> [TEXT TO READ]:
########
On January 11, 2007, the administrator of the Commission, respondent’s counsel and respondent entered into an Agreed Statement of Facts pursuant to Judiciary Law §44(5), stipulating that the Commission make its determination based upon the agreed facts, recommending that respondent be admonished and waiving further submissions and oral argument.

On January 25, 2007, the Commission accepted the Agreed Statement and made the following determination.   

1.     Respondent has been a Justice of the Alabama Town Court since 1995.  He is not an attorney.

2.     In or around September 2005, respondent submitted a proposed court budget for 2006 to the Alabama Town Board, requesting a $200 salary increase for himself and for his co-justice, and a $1,000 salary increase for the court clerk.  The Town Board approved a salary increase for the court clerk in the amount of $200 but rejected respondent’s request for a raise for himself and his co-justice.

3.     On November 7, 2005, respondent appeared at a public hearing called by the Town Board on the 2006 budget.  Respondent asked the Town Board to reconsider his request for increases in the salaries of both town justices and the court clerk.  During his presentation, respondent made the following statement: 

We’re never to consider ourselves a revenue source but there is a revenue line on the, this side of the ledger and it is somewhat understated from what the state report that I have from this year through September.  The revenue generated by our town court has been $44,165.00.  There are still three months to report.  The amount that the town was allowed to keep so far is $16,505.00.  I’m, I guess I’m confused as to why if there is a difference in the amount that a department asks for and what is put into the line item of the proposed budget that that department supervisor or in general would be not asked to explain what they want and why they want it.  But, that’s your decision as to whether you want to ask anybody in the court system why they want what they want.  I would ask that you reconsider the salaries of the judges and the court clerk to be what we had asked them to be.  I can also tell you that there is revenue available from the court that would more than offset that in one transfer of bail monies that are to be forfeited.  Forfeited bail monies are deposited directly into the general fund of the town.  At this moment, I am sitting on $2,800.00 of bail monies that should be forfeited because the people have not done what they were supposed to do.  That more than offsets what we’re asking for by $1,000.00 or better.  The other thing that I can tell you there was a town justice in Bergen who didn’t get a raise when he thought that he should and the town board never asked him to explain anything but they lost $20,000.00 in revenue because they didn’t cooperate or didn’t even consider asking him why he wanted an increase.  They just said, no, you’re not getting one.  As I said earlier at the opening that judges have a lot of leeway when they’re sitting up there in terms of what they can do and what they won’t.  Whether or not that happens, I can’t make a promise.  I just tell you that that option is available to the judges.
########
> [DATA ENTRIES]:

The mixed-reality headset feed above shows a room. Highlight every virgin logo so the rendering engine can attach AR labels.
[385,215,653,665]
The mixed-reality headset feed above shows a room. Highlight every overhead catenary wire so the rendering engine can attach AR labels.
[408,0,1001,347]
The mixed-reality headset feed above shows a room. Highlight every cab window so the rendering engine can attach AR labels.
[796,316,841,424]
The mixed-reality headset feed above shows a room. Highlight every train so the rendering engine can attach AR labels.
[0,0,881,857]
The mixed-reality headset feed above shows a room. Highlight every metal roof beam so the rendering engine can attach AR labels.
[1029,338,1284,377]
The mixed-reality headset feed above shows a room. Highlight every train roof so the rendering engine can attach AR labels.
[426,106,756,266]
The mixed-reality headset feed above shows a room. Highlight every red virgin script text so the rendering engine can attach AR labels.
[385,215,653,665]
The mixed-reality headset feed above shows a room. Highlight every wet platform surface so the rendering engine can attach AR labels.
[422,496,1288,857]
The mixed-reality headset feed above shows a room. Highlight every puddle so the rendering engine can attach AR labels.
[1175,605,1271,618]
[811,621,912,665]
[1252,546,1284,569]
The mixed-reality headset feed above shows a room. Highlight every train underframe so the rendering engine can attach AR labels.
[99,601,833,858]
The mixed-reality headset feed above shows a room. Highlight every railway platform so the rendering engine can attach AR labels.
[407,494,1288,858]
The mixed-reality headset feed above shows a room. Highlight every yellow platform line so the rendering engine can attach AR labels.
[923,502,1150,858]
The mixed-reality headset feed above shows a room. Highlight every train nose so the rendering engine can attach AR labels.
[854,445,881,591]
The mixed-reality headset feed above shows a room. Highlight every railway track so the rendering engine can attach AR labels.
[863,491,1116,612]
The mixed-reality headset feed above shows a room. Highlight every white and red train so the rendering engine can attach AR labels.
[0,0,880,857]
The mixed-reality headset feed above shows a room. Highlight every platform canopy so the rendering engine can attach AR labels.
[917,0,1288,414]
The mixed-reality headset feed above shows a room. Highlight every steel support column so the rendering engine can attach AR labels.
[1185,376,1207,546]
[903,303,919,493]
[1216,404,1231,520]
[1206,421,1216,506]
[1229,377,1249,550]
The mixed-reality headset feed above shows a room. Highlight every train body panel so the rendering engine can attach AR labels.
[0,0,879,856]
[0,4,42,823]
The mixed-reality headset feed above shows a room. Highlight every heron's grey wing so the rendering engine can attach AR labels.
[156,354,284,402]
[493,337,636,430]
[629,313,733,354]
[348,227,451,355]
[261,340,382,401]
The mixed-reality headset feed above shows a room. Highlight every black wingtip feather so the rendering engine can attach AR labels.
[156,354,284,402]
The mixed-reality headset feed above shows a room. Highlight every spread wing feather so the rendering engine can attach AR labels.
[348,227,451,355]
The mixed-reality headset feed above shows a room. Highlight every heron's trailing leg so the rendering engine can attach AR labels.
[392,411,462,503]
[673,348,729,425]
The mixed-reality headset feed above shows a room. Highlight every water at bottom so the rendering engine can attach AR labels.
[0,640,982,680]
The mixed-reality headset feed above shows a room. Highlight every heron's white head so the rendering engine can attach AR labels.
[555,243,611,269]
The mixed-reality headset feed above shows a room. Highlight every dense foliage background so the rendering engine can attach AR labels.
########
> [WHAT THIS EXERCISE ASKS]:
(a) Report every line of the rows above that contains the word "railway".
(b) Continue the text on the town justice's salary request, starting after its last sentence.

> [ANSWERS FOR THE TASKS]:
(a)
The mixed-reality headset feed above shows a room. Highlight every railway platform so the rendering engine can attach AR labels.
The mixed-reality headset feed above shows a room. Highlight every railway track so the rendering engine can attach AR labels.

(b)
4.     On November 14, 2005, respondent again appeared before the Town Board at a public meeting in connection with its consideration of the 2006 budget.  While explaining the court’s policies as to imposing fines, respondent made the following statements: 

[A]s I said before, the judge has the discretionary ability to adjust the fine structure.  But that revenue line is directly related to that expense line.

*          *          *

There’s another option too.  The only thing that the court is required to do is to collect the surcharge.  If the fine structure is $0 to $150.00 with a $55.00 surcharge, all we are required to do is collect the surcharge.  But the fine can be zero, it can be $150.00, somewhere in between or none.

*          *          *

I will once again state my opinion.  I need not say anymore other than the justices do have direct input on the distribution code lines A and B.  I am looking at the September Report for this year.  We brought in $1,310.00 into the town.  Lines A and B was $1,185.00 and we have a direct impact on that line.

*          *          *

As I said to Brian, the fine structure runs from zero to something and no one can tell us what to fine. 

5.  Respondent then engaged in the following colloquy with a Town Board member: 

Town Board Member:  Are you saying you’re going to hold back fining so that the town doesn’t make as much money.  You have that liberty, option? 

Respondent:  I have that right.  I have that liberty and as long as I treat everybody the same, I can’t tell Larry[1] what to do, okay, because he runs his side of the court differently than mine.  That’s why his amount was $550.00 and mine was $2,400. 

6.  Respondent had no further contact with the Town Board after November 14, 2005, concerning his budget proposal or salary increase requests.

7.  The Town Board adhered to its original decision and approved a $200 salary increase for the court clerk but did not approve any salary increase for respondent or his co-judge.

8.  A review of respondent’s court records indicates a consistent pattern of imposing fines both before and after his budget request and public statements to the Town Board.  Notwithstanding his statements to the Town Board, respondent continued to impose fines, consistent with his standard practice, based upon the merits of the individual cases before him.

9.  A review of respondent’s court records indicates that the $2,800 in bail to which respondent referred in his statement to the Town Board was properly refunded to the appropriate recipients.

10.  Respondent acknowledges that it was inappropriate for him to make statements that even appeared to suggest he would increase the amount of fines to finance pay raises the Town Board might approve for himself, his co-judge and court clerk, or decrease the amount of fines to punish the Town Board for refusing such raises.                     

Upon the foregoing findings of fact, the Commission concludes as a matter of law that respondent violated Sections 100.1, 100.2(A), 100.2(C) and 100.3(C)(1) of the Rules Governing Judicial Conduct[2] (“Rules”) and should be disciplined for cause, pursuant to Article 6, Section 22, subdivision a, of the New York State Constitution and Section 44, subdivision 1, of the Judiciary Law.  Charge I of the Formal Written Complaint is sustained insofar as it is consistent with the above findings and conclusions, and respondent’s misconduct is established.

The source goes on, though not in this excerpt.